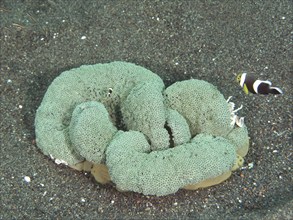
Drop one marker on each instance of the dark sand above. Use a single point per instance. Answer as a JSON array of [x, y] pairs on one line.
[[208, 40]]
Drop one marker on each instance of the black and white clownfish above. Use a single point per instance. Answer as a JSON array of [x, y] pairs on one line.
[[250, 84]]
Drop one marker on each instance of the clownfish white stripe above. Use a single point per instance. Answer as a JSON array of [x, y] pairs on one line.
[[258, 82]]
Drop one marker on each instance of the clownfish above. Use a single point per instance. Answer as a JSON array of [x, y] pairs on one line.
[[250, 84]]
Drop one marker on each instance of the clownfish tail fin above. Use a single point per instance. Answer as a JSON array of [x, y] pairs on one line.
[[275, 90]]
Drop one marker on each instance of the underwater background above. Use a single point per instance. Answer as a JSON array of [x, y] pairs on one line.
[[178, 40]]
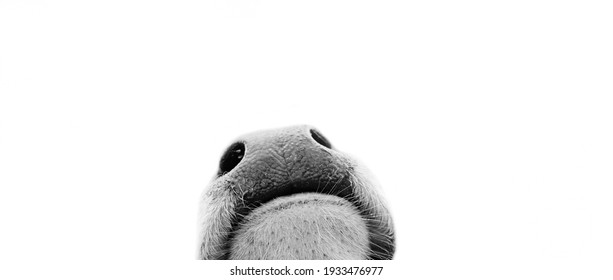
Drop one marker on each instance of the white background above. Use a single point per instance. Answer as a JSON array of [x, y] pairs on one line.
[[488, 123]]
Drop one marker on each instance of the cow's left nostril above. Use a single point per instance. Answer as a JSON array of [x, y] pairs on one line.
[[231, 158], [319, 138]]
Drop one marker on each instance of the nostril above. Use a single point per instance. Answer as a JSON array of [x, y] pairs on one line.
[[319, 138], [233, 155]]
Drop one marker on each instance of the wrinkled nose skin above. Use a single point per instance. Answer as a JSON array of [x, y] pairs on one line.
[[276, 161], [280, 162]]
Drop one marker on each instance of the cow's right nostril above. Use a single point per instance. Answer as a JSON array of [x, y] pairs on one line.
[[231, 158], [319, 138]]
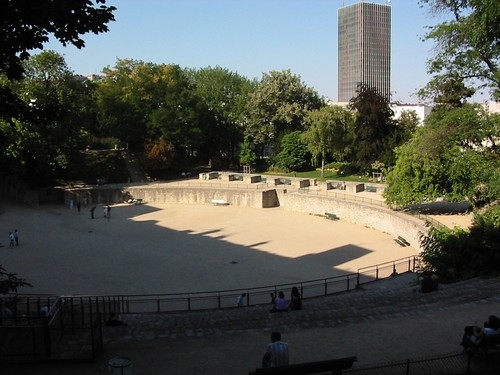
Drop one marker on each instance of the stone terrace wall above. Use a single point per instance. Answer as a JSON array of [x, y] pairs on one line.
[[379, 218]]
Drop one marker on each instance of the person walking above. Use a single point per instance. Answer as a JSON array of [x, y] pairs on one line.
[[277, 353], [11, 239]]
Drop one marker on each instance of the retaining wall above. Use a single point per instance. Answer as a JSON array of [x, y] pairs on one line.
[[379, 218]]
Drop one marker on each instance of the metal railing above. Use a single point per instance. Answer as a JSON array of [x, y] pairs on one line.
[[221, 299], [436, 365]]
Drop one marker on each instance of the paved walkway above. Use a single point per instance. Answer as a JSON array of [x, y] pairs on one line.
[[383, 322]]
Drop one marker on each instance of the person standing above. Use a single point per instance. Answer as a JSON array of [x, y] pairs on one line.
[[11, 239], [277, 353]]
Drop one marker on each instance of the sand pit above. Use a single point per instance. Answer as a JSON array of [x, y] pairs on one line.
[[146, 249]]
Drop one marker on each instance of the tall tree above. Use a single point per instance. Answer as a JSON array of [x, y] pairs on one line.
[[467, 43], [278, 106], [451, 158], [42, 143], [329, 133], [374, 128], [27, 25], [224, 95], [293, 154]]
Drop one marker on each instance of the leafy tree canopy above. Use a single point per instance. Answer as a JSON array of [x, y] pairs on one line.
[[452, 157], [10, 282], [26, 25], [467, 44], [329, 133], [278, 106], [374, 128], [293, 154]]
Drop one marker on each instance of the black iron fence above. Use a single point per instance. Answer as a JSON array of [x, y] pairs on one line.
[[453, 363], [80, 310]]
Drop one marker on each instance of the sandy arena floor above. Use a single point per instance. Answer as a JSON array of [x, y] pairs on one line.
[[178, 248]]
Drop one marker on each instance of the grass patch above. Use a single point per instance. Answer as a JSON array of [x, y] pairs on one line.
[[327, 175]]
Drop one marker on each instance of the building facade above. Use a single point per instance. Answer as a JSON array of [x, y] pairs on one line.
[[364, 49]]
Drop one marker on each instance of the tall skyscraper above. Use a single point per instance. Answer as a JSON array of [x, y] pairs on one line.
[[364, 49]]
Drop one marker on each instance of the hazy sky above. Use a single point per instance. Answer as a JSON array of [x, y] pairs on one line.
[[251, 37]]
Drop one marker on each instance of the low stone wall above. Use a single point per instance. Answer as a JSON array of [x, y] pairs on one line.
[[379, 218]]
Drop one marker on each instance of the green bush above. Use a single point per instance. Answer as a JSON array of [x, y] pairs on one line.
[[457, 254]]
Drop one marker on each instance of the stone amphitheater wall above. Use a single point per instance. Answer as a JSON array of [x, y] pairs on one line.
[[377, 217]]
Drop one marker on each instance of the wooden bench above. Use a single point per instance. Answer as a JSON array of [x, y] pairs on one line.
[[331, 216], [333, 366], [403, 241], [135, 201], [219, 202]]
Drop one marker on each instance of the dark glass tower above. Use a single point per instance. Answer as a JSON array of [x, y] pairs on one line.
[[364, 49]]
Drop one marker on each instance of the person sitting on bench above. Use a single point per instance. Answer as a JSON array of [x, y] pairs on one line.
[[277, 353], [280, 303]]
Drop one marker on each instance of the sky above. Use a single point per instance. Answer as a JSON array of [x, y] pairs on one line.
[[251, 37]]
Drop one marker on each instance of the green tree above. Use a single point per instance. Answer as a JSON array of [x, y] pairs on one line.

◇ ◇ ◇ ◇ ◇ ◇ ◇

◆ **SHORT PROBLEM**: Copy out all the entries above with "Drop one marker" swapped for "Place one marker" and every other word left unchanged. Leave the pictures out.

◆ **COMPLETED EXERCISE**:
Place one marker on each instance of the dark sand above. Use a single point per instance. Answer as a JSON array of [x, y] pairs on one line.
[[208, 40]]
Place one marker on each instance of the black and white clownfish above. Use a single point per instance. Answer as a JSON array of [x, y] pairs on one line.
[[250, 84]]
Place one marker on each instance of the clownfish white stripe above. Use a single point per instance. Answer as a JSON array of [x, y] pairs on one line.
[[258, 82]]
Place one marker on each instance of the clownfish above. Use a single point per instance. Answer as a JSON array of [x, y] pairs on one line.
[[250, 84]]
Place one marker on each instance of the clownfish tail fin above. Use a single point per instance. Answer as a JSON array of [x, y] pairs on one line.
[[275, 90]]
Place one marker on each instance of the underwater background above. Use a single point per instance. Answer as a JSON array of [x, y] pairs on one line.
[[178, 40]]
Place one marker on each instance of the white background above. Use a single point per instance. Answer as a JSON array of [x, y] pairs on one line.
[[488, 123]]
Place one marker on each instance of the cow's left nostril above. Use a single point per instance. Answer as a JSON array of [x, y] pairs on one line.
[[231, 158], [319, 138]]
Place one marker on each instance of the nostril above. Use a single point per instance. Answer as a JSON array of [x, y] pairs on one line.
[[319, 138], [233, 155]]
Place one marker on each instance of the wrinkled nose skin above. Use a single point per instance. Answer as a JSON array of [x, y] pairs on one line.
[[276, 161], [280, 162]]
Place one marker on each instance of the cow's right nostril above. Use a single point per instance. Answer as a JSON array of [x, y] pairs on one line.
[[231, 158], [319, 138]]
Place one marker on each instance of the stone terrace wall above. Use a single point per instance. Answer as a JSON array of [x, y] pairs on one line.
[[379, 218]]
Place one marker on each instance of the person walking above. Use a single point per instance. Answer as a JSON array of [x, y] pairs on one line.
[[277, 353], [11, 239]]
Place one marker on each instance of the retaining wall above. Use a single point per instance. Answer as a JSON array of [x, y] pairs on one line.
[[379, 218]]
Place one marker on each instance of the metal railing above. Use a single point per instance. Answer as a JSON array of [x, y] pairs on one line.
[[221, 299], [436, 365]]
Place one marker on each instance of the paved walkway above. Use a single point per instance. Answer as a JSON array of [x, y] pairs on one line.
[[383, 322]]
Place one marker on each instance of the person standing above. Use a single point per instance. Answer as a JSON array of [x, y] pairs on one line.
[[11, 239], [277, 353]]
Place one marker on each instance of the sand pit above. Use a single point per instance. Answer as a JSON array of [x, y] pairs on one line.
[[146, 249]]
Place one marker on each instance of the tall tree above. Use a single point per instance. Answer as a JSON array of [x, y] pairs on one line.
[[467, 43], [278, 106], [451, 158], [42, 143], [329, 133], [374, 128], [27, 25], [224, 95], [293, 154]]
Place one marker on each instance of the leafy tree canopy above. Use a single point per instance. Answer as a JSON array of [x, y] pairs on one line.
[[452, 157], [10, 282], [26, 25], [467, 44], [329, 133], [278, 106], [374, 128], [293, 154]]
Place one marker on each instance of the black iron fence above. Use a single point per instance. Answer as a JSON array of [x, y] pairs on one line.
[[453, 363], [80, 310]]
Place one marker on each instance of the sandy arena floor above. Use a single point per instance. Answer as a JSON array of [x, y] pairs on one line.
[[178, 248]]
Place one marker on each instance of the grass patch above. Use a single point per instance. Answer as a JSON array of [x, y] pairs on one line.
[[327, 175]]
Place one marker on each instance of the building facade above. Use a single point per instance. Answer as a JSON array of [x, y] pairs on one line.
[[364, 49]]
Place one marker on each instance of the tall skyscraper above. Use a single point per instance. Answer as a JSON array of [x, y] pairs on one line.
[[364, 49]]
Place one marker on each instance of the hazy sky above. Use a single point per instance. Answer as a JSON array of [x, y] pairs on one line.
[[251, 37]]
Place one marker on each instance of the low stone wall above. Use a single point per instance. Answer as a JSON array of [x, y] pairs on one line.
[[379, 218]]
Place one marker on each instance of the green bush above. Use a single point per instance. Answer as a JSON array of [x, y] pairs on one line.
[[457, 254]]
Place one marker on each instance of the stone amphitheater wall above. Use a single point per instance. Answer as a JSON array of [x, y] pairs on one line.
[[377, 217]]
Place one marker on each instance of the wooden bench above. Use a single point per instance. Answer as a JSON array of [x, y] pairs on one line.
[[331, 216], [333, 366], [403, 241], [135, 201], [219, 202]]
Place one marker on each instance of the dark glass tower above. Use a single point per instance. Answer as a JSON array of [x, y] pairs on one line.
[[364, 49]]
Place one marker on each instance of the person sitting on bench above. Use a single point per instance. Answer as a JSON array of [x, y] pairs on one line.
[[277, 353], [280, 303]]
Place one marker on each instance of the sky above. Use a single point per instance. Answer as a JSON array of [x, y] pairs on one line.
[[251, 37]]
Place one marker on each instance of the green tree above. Use a single point per instance. Answer as a JSON array of [x, y] pairs on one line.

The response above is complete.